+++ RECORDED INFORMATION +++

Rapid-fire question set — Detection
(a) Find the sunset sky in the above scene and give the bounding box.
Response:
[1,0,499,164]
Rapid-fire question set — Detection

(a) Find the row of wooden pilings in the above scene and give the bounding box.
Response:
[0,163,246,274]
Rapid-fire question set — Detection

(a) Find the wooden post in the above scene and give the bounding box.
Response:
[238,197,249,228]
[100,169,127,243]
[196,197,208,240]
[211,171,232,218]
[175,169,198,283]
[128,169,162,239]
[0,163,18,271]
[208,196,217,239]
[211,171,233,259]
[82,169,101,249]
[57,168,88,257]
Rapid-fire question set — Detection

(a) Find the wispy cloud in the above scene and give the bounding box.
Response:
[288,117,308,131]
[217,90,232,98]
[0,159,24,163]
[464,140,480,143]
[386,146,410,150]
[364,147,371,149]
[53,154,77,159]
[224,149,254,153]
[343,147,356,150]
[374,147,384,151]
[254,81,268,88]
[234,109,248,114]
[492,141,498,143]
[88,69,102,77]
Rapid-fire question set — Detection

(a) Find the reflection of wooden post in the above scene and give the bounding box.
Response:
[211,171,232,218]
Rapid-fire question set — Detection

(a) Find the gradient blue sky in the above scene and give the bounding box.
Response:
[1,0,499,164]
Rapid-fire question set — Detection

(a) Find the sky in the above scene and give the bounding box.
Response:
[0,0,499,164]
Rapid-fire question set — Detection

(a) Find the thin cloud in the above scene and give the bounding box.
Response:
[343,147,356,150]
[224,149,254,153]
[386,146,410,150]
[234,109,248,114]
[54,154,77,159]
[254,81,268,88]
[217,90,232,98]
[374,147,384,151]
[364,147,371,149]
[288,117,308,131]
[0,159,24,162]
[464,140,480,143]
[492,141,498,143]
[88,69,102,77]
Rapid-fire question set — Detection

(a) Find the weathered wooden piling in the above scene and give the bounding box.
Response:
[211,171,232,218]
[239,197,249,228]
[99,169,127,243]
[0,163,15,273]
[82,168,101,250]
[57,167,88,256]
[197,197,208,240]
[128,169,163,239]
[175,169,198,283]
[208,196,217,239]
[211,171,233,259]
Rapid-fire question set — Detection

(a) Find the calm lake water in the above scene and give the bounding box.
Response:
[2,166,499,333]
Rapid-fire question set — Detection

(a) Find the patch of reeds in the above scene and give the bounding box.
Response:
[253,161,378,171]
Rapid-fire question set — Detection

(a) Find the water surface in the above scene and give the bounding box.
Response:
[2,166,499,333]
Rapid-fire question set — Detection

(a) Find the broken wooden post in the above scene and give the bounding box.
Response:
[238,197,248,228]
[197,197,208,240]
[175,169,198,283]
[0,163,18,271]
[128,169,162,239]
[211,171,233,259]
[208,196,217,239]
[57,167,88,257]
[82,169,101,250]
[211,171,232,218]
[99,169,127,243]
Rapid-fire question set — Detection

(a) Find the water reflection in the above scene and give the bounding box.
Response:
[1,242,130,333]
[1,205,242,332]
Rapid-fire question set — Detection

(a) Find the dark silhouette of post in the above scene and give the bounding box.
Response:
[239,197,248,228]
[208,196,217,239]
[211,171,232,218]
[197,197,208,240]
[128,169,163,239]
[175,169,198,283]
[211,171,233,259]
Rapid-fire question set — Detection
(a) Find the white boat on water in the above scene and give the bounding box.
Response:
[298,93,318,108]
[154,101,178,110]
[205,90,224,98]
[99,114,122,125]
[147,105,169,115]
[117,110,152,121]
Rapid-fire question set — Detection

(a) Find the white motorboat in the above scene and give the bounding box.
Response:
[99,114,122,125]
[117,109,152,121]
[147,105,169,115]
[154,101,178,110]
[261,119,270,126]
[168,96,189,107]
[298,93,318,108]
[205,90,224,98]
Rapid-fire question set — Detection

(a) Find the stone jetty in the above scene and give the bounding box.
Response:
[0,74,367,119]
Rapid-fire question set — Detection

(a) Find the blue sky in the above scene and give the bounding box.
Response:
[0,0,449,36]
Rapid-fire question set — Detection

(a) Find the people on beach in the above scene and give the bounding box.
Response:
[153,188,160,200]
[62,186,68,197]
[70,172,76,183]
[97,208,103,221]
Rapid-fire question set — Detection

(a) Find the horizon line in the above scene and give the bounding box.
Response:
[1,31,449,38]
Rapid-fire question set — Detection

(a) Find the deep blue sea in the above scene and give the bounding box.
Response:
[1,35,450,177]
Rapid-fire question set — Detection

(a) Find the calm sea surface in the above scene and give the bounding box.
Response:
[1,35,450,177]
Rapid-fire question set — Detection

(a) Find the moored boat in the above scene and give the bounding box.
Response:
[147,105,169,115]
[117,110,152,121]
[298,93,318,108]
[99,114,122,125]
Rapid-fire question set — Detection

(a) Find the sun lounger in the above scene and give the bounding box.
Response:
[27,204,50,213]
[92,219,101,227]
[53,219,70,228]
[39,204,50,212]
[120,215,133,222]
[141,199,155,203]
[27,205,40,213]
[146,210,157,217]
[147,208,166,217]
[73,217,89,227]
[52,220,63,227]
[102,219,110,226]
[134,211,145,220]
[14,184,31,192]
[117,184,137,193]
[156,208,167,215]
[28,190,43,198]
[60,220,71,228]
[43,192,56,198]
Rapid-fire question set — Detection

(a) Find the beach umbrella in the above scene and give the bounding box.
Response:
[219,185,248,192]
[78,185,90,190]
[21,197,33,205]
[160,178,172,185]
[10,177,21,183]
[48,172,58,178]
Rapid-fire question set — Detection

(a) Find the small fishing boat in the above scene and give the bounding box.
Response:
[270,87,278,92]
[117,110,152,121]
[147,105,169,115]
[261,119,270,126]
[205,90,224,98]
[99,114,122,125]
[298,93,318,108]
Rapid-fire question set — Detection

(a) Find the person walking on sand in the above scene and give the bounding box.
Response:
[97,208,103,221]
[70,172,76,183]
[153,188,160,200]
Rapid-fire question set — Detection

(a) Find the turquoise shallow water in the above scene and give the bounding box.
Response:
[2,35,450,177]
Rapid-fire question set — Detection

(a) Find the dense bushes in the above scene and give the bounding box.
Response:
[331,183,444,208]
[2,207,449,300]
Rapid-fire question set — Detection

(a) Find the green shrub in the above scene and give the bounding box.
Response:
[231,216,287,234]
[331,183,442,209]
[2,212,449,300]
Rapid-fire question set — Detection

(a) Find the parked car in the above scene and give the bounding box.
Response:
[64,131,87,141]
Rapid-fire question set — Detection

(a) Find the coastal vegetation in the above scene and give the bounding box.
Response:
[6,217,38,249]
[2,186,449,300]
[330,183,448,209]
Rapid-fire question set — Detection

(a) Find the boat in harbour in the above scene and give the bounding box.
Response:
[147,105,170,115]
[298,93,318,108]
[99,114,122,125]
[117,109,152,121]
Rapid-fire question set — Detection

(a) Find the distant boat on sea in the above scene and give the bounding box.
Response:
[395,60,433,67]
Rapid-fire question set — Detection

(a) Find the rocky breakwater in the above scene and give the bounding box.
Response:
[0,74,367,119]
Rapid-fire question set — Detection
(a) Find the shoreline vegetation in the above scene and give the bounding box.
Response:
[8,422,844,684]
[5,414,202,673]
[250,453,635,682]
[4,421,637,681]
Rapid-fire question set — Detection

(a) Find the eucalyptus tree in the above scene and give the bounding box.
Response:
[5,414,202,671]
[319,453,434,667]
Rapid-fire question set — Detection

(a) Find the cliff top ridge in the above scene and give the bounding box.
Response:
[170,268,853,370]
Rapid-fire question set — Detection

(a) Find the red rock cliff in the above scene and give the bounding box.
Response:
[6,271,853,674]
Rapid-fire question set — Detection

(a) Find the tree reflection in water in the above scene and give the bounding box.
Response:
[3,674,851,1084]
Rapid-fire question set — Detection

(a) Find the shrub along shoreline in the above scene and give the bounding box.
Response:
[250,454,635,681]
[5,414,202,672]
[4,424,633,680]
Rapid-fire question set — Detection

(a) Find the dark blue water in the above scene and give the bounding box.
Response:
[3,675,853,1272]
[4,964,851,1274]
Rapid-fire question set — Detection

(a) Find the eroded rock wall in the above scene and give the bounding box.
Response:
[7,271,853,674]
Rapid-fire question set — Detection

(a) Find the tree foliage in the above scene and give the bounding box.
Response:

+++

ASSIGNMENT ▸ Which lines of the records contain the word "beach"? Copy each of them.

THE COMPLETED TASK ▸
(a) Find the people on beach in the above scene and give the bounding box.
(a) Find the beach umbrella in the above scene and give the bounding box.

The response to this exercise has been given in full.